Start of SELECTED EXTRACT

During the past 150 years, salmon and steelhead were blocked from habitat by dams and barriers at road crossings and elsewhere. In the past 20 years, more than 245 barriers have been removed, opening nearly 200 miles to salmon. More barrier removal projects are underway, including at the water storage dams in the Yakima basin. There have been major investments to restore flows in key tributaries in the Yakima basin and ensure that all water diversions are adequately screened so fish do not enter irrigation systems. Also, nearly 3,000 acres of salmon habitat have been protected and 135 miles of streams have been restored or protected. Restoring floodplains is another high priority in the Yakima and Klickitat basins. Projects to set back levees, reconnect side channels, and protect floodplain habitats are reducing flood hazards to local communities and providing valuable fish habitat.

End of SELECTED EXTRACT

__WHAT THIS TASK INVOLVES__: Reproduce the stretch of the salmon habitat text from "During the past" through "valuable fish habitat.".

Start of RECORDED INFORMATION

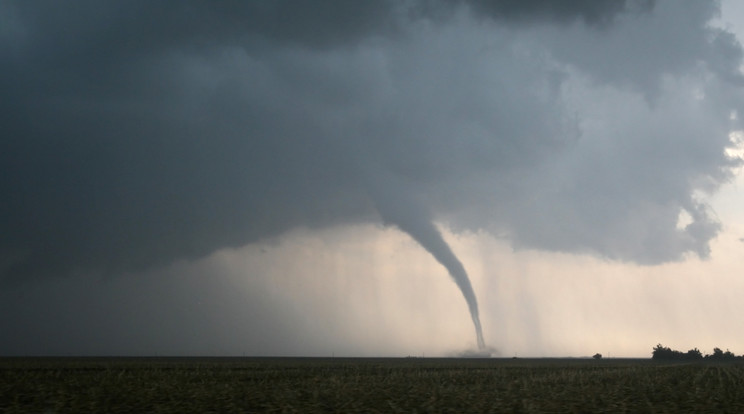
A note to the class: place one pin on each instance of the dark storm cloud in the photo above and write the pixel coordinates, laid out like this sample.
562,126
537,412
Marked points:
136,133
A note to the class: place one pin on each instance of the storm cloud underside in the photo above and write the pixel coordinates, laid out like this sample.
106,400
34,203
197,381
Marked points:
139,133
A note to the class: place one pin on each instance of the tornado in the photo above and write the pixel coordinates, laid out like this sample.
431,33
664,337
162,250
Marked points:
396,209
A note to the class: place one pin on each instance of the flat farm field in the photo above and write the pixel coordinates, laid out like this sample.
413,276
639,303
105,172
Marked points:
348,385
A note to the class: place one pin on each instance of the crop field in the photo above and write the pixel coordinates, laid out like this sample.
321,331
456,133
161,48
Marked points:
406,385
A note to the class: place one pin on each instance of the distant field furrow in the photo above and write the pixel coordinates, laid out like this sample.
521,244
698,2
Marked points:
366,385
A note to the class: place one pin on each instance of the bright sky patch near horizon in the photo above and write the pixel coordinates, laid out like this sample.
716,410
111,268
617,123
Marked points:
240,190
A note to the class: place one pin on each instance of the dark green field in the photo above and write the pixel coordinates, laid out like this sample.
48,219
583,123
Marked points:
408,385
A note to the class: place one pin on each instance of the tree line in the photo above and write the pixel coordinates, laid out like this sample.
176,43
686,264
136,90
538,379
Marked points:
664,353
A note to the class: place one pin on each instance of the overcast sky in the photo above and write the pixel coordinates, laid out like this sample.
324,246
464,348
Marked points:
370,177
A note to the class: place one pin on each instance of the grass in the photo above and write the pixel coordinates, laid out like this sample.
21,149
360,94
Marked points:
306,385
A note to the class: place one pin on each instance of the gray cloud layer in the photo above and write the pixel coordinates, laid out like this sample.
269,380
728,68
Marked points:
137,133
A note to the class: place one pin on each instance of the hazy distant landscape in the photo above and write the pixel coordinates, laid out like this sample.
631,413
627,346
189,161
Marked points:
402,385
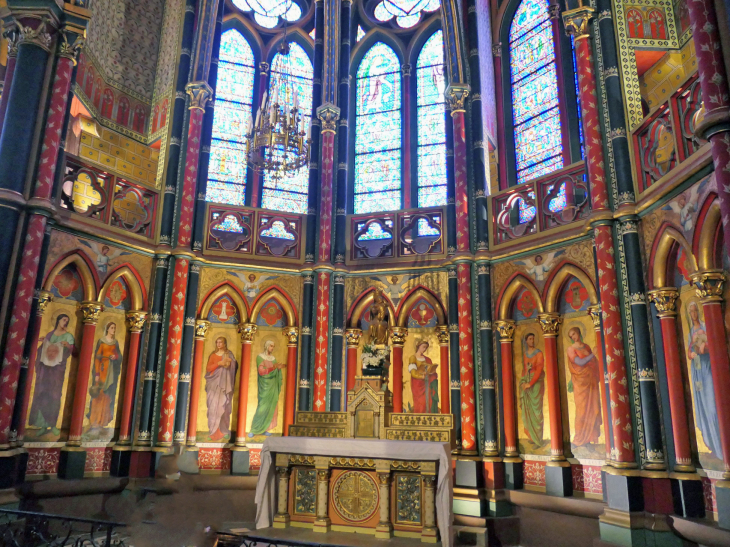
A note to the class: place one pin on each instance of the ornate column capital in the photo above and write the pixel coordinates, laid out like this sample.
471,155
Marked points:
665,300
200,93
595,313
709,284
576,21
456,95
291,334
136,320
506,330
201,329
398,335
44,298
442,332
353,337
90,312
247,332
328,115
550,323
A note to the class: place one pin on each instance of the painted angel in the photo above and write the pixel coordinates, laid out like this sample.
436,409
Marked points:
251,283
104,254
686,205
541,265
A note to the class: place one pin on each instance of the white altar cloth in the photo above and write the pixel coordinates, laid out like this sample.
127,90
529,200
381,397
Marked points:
356,448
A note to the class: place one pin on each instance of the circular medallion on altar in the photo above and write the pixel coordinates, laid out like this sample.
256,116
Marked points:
355,496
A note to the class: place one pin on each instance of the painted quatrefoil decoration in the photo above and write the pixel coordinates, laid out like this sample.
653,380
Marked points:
407,13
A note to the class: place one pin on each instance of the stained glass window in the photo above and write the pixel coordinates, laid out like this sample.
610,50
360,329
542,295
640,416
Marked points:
407,13
378,131
535,108
290,193
267,12
233,99
431,123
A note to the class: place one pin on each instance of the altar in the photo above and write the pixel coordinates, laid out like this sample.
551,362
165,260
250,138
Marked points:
380,487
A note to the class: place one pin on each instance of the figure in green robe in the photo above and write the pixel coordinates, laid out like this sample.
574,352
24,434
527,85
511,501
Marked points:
269,382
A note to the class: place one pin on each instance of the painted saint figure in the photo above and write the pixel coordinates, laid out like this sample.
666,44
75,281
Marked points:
532,389
50,371
702,384
269,387
424,380
585,375
105,375
220,377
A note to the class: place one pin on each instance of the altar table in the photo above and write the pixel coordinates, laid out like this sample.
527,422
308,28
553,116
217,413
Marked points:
281,453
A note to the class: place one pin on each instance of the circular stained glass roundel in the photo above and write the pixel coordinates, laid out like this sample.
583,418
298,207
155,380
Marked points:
267,12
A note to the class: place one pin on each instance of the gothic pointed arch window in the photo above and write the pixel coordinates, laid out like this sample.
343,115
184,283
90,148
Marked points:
378,126
289,193
431,123
227,169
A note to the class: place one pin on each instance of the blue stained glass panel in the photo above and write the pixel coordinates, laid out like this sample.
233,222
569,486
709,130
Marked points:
233,106
378,128
535,107
430,85
290,193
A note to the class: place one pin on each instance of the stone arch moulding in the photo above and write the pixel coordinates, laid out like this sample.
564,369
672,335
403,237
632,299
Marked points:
664,247
133,281
282,298
511,290
83,265
557,280
361,304
216,292
410,300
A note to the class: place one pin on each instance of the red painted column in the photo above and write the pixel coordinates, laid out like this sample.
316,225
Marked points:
709,290
352,339
550,323
442,331
321,341
622,452
716,98
665,301
201,330
247,330
292,335
44,298
135,326
90,312
506,330
30,258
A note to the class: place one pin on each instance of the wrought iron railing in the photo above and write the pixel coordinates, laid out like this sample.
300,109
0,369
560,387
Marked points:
31,529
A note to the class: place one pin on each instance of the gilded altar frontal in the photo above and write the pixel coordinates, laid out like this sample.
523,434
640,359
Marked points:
334,271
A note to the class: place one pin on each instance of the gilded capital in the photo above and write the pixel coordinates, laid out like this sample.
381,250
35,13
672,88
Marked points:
709,285
353,337
665,301
506,330
247,332
576,21
44,298
201,329
456,95
136,320
398,335
595,313
200,93
291,334
90,312
442,332
550,323
328,115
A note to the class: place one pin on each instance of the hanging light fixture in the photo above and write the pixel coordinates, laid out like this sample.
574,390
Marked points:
278,141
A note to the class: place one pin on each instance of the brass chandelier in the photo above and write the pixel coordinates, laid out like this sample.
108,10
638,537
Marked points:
278,143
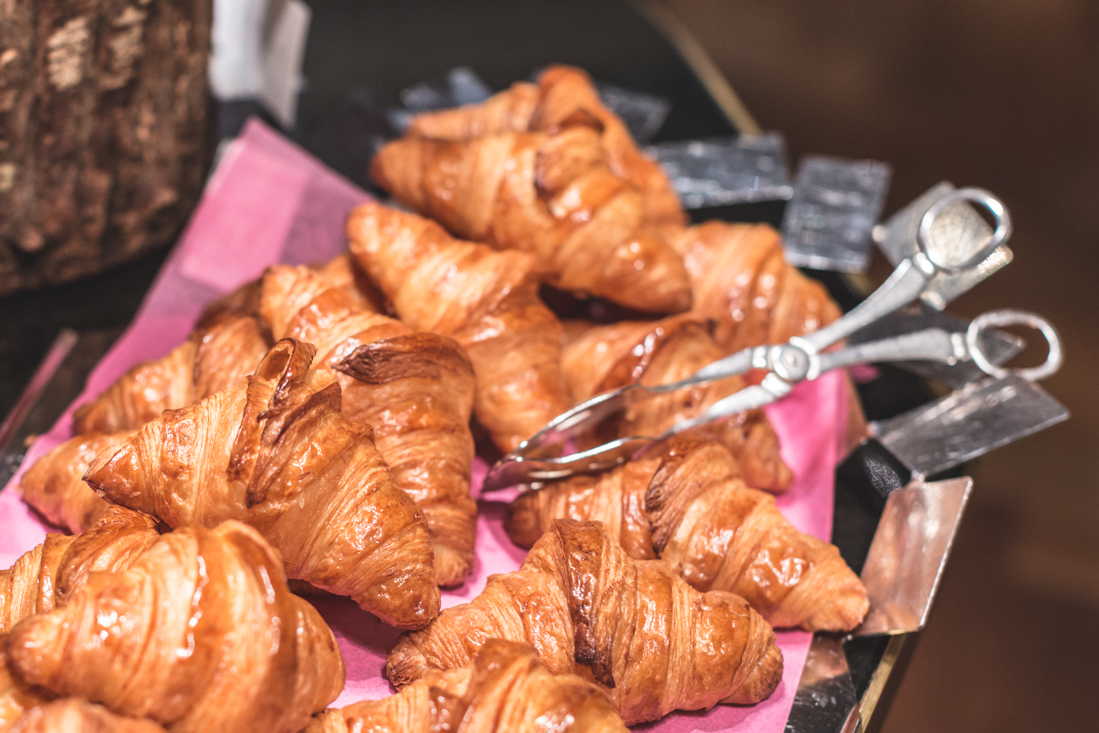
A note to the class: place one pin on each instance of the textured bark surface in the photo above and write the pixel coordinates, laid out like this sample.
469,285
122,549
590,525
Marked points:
102,131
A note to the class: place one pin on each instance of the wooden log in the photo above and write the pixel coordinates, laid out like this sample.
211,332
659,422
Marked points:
103,134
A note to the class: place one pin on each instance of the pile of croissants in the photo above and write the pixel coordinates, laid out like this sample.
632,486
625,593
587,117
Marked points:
315,435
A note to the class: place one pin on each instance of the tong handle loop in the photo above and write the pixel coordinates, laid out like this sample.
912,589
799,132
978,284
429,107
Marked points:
970,195
1011,317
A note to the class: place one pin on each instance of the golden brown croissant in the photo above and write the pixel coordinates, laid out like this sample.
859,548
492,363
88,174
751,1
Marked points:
210,361
55,486
561,95
506,688
635,628
200,634
600,358
740,278
75,715
687,504
415,390
277,453
46,576
17,697
483,299
550,195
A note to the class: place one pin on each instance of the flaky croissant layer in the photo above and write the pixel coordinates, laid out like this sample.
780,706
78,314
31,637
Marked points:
506,688
635,628
483,299
165,639
414,389
687,504
276,452
45,577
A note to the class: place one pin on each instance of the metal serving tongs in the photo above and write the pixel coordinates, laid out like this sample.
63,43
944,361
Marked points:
803,357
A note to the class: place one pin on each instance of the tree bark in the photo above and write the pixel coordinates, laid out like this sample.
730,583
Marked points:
102,131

End of RECORDED INFORMATION

__OUTPUT FOR THIS TASK__:
During the past 150 years, salmon and steelhead were blocked from habitat by dams and barriers at road crossings and elsewhere. In the past 20 years, more than 245 barriers have been removed, opening nearly 200 miles to salmon. More barrier removal projects are underway, including at the water storage dams in the Yakima basin. There have been major investments to restore flows in key tributaries in the Yakima basin and ensure that all water diversions are adequately screened so fish do not enter irrigation systems. Also, nearly 3,000 acres of salmon habitat have been protected and 135 miles of streams have been restored or protected. Restoring floodplains is another high priority in the Yakima and Klickitat basins. Projects to set back levees, reconnect side channels, and protect floodplain habitats are reducing flood hazards to local communities and providing valuable fish habitat.